> _Document_
------------------------------------------------

Re: Monument Valley: Results


Thomas Hurd,MD
 

My entry was 827, and it was my personal favorite for eight hours. From midnight until 8 AM when I saw everyone else’s color.
I still learned a lot about scratching out contrast, especially in the absence of sharpening.
And although it appears very desaturated, if I place any of the more colorful versions and either blend them in color mode, or mine on theirs in luminosity it gets to be a pretty good image.
I had these objectives:
1. Bring out variation in the color of the butte face, so that the relative blueness of it was apparent.
2. Create contrast with the foreground and the sky.
3. Tone down the color in the foreground.
I tried to make the butte stand out more by making it overall darker than the sky and foreground. I blended the A channel onto the L channel in overlay mode. I got the result I wanted at the time, but I think I missed a chance for better contrast by not darkening the sky more.
I tried to tone down the greenery in front as well.
In the end, my submission needed better and more saturated color with the contrast.

------------------------------------------------

> _Extracted data_
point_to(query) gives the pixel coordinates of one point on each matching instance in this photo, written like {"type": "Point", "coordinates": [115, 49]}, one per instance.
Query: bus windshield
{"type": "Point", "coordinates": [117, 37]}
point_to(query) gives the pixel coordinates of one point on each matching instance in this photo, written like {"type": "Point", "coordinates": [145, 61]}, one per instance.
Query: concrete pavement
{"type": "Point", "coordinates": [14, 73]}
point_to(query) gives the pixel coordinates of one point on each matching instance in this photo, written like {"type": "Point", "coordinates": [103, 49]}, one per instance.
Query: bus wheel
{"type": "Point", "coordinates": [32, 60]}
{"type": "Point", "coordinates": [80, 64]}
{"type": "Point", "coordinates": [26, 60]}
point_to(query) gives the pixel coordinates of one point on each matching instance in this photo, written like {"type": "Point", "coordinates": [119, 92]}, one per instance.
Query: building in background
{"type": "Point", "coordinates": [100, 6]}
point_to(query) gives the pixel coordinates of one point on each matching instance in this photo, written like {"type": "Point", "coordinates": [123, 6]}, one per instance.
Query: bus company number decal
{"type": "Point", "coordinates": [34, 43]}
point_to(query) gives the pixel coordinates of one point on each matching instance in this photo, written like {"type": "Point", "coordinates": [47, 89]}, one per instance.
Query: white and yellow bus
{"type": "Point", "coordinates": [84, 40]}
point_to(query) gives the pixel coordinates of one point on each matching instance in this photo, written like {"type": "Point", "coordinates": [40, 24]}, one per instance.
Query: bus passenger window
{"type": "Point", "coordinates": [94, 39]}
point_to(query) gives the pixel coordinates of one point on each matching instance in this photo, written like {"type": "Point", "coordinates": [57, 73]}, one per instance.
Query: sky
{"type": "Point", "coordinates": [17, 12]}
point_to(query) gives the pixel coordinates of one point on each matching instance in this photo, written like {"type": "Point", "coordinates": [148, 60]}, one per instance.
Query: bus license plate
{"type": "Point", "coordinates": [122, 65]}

------------------------------------------------

> _Request A_
Do the following statements agree with the Monument Valley post? For each, answer yes or no and quote the words from the post that decide it.
(i) The A channel was blended onto the L channel in overlay mode.
(ii) Sharpening was used to bring out the contrast.
(iii) One objective was to increase the color in the foreground.
> _Request B_
Carry on the Monument Valley post from its final sentence, in the same first-person voice.

> _Expected output A_
(i) Yes: "I blended the A channel onto the L channel in overlay mode."
(ii) No: "scratching out contrast, especially in the absence of sharpening."
(iii) No: "Tone down the color in the foreground."

> _Expected output B_
A recurrent challenge I have is zeroing in on the appropriate color of the image. I knew the soil and rocks were reddish orange, but how far to take them down from there?
I enjoyed many of the entries: 
830 is a good blend of color, contrast and drama.  
828 and 829 are both enjoyable but are almost inverses if each other with 29’s contrast using a dark faced butte and 28 a lighter face. If you overlay either on the other at 50% the result seems identical.
824, 825 and 826 also excellent PPW versions
821 stands out with the spotlight effect on the butte.
817 and 818 are both good, but I like the sky in 817 better.
810, 811, and 812 are similar good colors with seemingly increasing saturation. But I think in 811 the yellow flowers drive the butte face more blue in my mind.
Like Gerald, I admired 811. I’d like to know the technique for bringing out that yellow. 
802-809 all seem to vary by taste without any glaring problem.
Both par versions are excellent to me and I favor the conservative version.
Thanks to all for sharing their images and their technique.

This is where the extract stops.